== TASK ==
When you find the line with "form: x=1 y=234." among the records below, reproduce it and each line after it exactly, ending with the line with "form: x=452 y=418.".

== GIVEN RECORDS ==
______

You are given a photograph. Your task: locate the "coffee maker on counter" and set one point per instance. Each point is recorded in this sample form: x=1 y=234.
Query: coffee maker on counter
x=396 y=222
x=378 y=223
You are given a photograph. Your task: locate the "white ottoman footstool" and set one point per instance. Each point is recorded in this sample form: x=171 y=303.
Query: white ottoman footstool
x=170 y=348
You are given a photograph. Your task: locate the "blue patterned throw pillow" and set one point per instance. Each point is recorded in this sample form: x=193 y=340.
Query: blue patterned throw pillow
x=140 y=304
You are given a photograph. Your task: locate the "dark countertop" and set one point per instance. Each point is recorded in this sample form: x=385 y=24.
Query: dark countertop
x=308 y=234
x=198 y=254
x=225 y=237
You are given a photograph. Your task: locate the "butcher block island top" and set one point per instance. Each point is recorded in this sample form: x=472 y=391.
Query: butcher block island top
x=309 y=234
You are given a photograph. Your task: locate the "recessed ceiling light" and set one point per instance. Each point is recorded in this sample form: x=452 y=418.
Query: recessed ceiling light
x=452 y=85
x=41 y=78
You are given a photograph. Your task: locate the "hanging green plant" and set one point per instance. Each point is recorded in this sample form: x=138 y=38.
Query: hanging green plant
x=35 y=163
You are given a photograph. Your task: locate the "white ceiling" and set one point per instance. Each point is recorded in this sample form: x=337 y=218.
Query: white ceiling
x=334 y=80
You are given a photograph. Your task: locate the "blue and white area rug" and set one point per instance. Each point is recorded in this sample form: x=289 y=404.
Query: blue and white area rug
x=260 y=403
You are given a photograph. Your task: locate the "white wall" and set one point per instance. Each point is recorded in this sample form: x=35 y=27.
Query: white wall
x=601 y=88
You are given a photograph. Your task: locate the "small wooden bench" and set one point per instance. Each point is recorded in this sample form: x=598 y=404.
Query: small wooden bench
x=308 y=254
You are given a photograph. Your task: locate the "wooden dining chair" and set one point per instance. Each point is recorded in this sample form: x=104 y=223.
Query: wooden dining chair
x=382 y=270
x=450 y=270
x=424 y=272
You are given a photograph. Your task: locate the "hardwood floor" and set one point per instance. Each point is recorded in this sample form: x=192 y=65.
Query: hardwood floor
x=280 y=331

______

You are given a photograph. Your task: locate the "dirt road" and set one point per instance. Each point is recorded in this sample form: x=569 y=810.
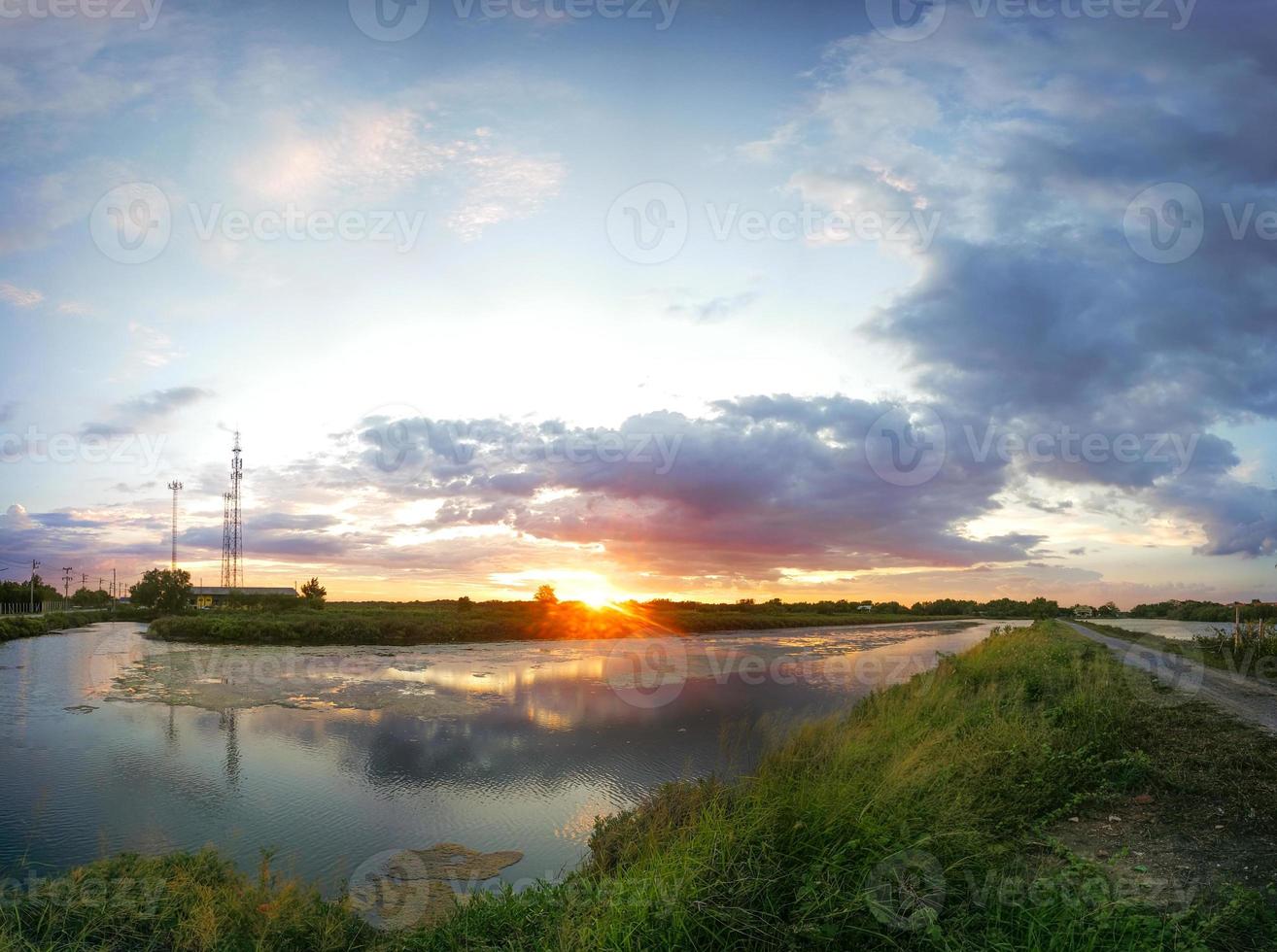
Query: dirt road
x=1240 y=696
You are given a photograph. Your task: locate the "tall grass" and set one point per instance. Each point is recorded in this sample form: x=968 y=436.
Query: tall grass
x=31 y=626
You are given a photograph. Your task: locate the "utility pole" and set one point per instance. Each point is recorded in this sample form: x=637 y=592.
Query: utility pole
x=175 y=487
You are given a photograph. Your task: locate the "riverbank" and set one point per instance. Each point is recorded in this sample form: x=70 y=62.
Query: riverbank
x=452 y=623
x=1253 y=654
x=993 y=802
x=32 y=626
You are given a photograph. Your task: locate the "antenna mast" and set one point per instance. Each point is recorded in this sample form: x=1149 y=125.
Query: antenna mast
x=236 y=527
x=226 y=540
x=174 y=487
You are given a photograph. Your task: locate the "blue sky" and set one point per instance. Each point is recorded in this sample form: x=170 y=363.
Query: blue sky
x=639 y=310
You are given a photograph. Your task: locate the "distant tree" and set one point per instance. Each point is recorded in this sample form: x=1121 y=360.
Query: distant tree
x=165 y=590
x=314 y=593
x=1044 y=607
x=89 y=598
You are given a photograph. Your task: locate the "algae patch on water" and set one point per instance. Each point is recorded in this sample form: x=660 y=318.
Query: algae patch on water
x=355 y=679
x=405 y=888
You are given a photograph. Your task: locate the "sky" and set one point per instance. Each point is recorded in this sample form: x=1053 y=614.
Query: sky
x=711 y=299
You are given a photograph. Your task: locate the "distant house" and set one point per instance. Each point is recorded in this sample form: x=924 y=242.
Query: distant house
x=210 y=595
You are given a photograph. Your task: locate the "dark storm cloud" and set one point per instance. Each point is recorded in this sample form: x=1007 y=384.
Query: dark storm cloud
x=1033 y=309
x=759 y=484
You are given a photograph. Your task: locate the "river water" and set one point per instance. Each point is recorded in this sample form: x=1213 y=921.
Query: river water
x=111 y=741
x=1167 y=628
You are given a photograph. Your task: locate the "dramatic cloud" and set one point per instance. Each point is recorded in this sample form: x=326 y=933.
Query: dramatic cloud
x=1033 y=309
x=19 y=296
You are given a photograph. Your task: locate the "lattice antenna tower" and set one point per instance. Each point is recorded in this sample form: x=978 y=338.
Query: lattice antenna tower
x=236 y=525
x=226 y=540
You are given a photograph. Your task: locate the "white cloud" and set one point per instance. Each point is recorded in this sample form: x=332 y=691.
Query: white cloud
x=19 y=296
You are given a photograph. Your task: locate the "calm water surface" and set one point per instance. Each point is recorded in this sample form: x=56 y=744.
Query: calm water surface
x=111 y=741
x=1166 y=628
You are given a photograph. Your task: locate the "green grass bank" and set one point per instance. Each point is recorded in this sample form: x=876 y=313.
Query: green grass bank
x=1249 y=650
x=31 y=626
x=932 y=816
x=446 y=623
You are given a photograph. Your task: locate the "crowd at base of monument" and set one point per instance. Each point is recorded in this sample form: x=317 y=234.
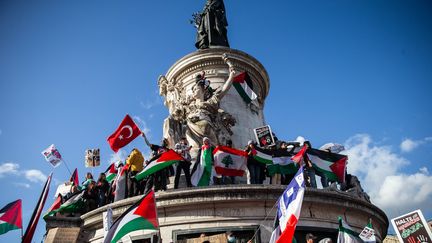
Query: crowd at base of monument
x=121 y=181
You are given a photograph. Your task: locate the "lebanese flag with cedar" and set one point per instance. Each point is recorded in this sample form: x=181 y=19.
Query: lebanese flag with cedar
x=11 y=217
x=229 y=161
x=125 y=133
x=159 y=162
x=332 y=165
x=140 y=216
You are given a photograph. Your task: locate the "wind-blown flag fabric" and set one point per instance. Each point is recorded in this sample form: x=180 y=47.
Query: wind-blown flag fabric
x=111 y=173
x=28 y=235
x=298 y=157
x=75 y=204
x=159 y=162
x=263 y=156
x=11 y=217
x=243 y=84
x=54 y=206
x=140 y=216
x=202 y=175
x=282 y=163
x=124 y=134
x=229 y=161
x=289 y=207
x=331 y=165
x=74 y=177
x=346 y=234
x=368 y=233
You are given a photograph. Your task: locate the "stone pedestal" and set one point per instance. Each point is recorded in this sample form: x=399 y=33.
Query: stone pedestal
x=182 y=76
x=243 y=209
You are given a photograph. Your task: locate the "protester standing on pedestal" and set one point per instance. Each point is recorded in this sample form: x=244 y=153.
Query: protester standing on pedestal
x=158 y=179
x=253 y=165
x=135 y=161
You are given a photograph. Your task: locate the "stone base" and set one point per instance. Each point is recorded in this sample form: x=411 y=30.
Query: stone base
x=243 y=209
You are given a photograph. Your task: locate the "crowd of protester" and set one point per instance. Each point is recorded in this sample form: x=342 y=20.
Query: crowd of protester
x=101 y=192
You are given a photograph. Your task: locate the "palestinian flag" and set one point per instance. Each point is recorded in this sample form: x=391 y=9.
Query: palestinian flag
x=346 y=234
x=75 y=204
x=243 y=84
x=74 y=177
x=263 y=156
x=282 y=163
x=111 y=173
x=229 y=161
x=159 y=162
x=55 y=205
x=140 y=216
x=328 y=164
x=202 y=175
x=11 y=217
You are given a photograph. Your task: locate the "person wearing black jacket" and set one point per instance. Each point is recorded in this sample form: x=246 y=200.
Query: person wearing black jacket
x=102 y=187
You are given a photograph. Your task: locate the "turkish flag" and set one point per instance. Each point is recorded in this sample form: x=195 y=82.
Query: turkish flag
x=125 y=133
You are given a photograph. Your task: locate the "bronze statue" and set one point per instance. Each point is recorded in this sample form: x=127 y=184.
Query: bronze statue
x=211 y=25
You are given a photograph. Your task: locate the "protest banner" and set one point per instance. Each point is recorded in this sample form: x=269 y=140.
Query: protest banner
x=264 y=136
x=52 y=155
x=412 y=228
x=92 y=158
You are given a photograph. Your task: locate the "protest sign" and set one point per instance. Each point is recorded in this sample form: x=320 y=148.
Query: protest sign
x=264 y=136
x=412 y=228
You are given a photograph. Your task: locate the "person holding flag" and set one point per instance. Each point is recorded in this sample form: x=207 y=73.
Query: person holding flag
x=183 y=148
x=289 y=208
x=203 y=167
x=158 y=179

______

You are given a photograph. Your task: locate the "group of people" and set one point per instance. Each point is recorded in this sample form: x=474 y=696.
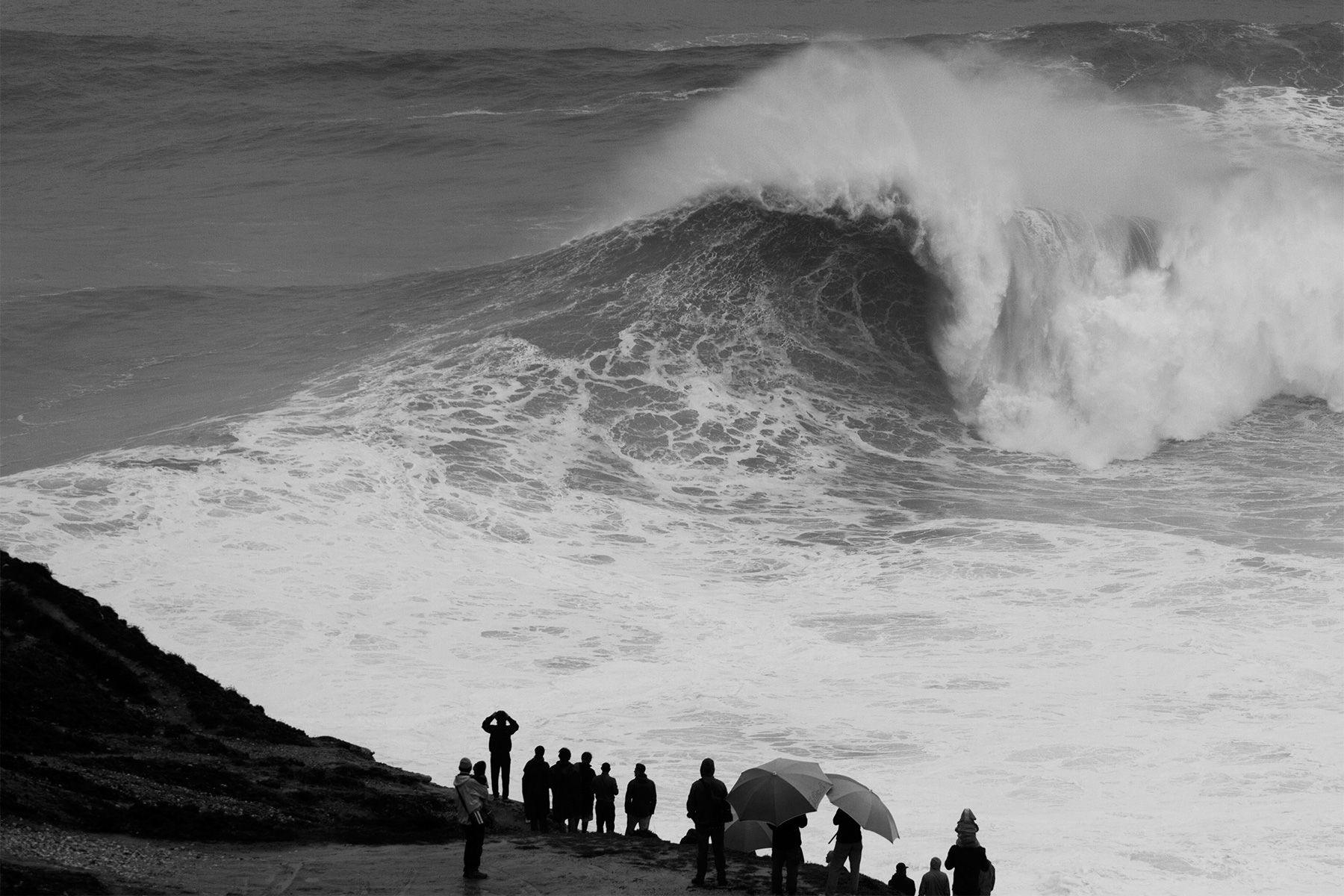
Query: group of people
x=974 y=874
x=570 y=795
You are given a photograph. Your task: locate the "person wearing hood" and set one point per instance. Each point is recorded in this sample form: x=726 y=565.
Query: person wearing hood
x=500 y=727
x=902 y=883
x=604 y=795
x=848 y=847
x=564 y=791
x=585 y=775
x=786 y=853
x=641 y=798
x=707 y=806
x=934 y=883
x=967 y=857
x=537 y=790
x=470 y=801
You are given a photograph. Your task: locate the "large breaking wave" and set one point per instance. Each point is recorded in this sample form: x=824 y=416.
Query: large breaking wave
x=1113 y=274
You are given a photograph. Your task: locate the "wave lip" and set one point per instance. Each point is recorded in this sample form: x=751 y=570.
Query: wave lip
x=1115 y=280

______

== SOLUTION TO THIS EXERCISE ==
You are given a photograph. Your task: locate the "coffee maker on counter" and set one point per instance. Each point is recorded in this sample form: x=1 y=234.
Query: coffee maker on counter
x=396 y=222
x=378 y=223
You are given a photograph. Your task: locate the "white ottoman footstool" and set one point per instance. Each point is recorded in this sample form: x=171 y=303.
Query: white ottoman footstool
x=170 y=348
You are given a photograph. Your task: locate the "blue patterned throw pillow" and set one point per instance. Each point is recorded in this sample form: x=193 y=340.
Query: blue patterned throw pillow
x=140 y=304
You are given a photograph. Your task: locate the "dark countertop" and set one point per instance. Each point is recorded in this sample form: x=385 y=24.
Query: dark countertop
x=308 y=234
x=198 y=254
x=225 y=237
You are given a photograph. Your task: locate the "butcher block island top" and set one point per instance. Each point is recorded in this sample form: x=472 y=391.
Query: butcher block island top
x=309 y=234
You are given a photograph. Your task: locate the "recessed ceiling light" and set one point per instance. Each point is recorded in this sample form: x=452 y=418.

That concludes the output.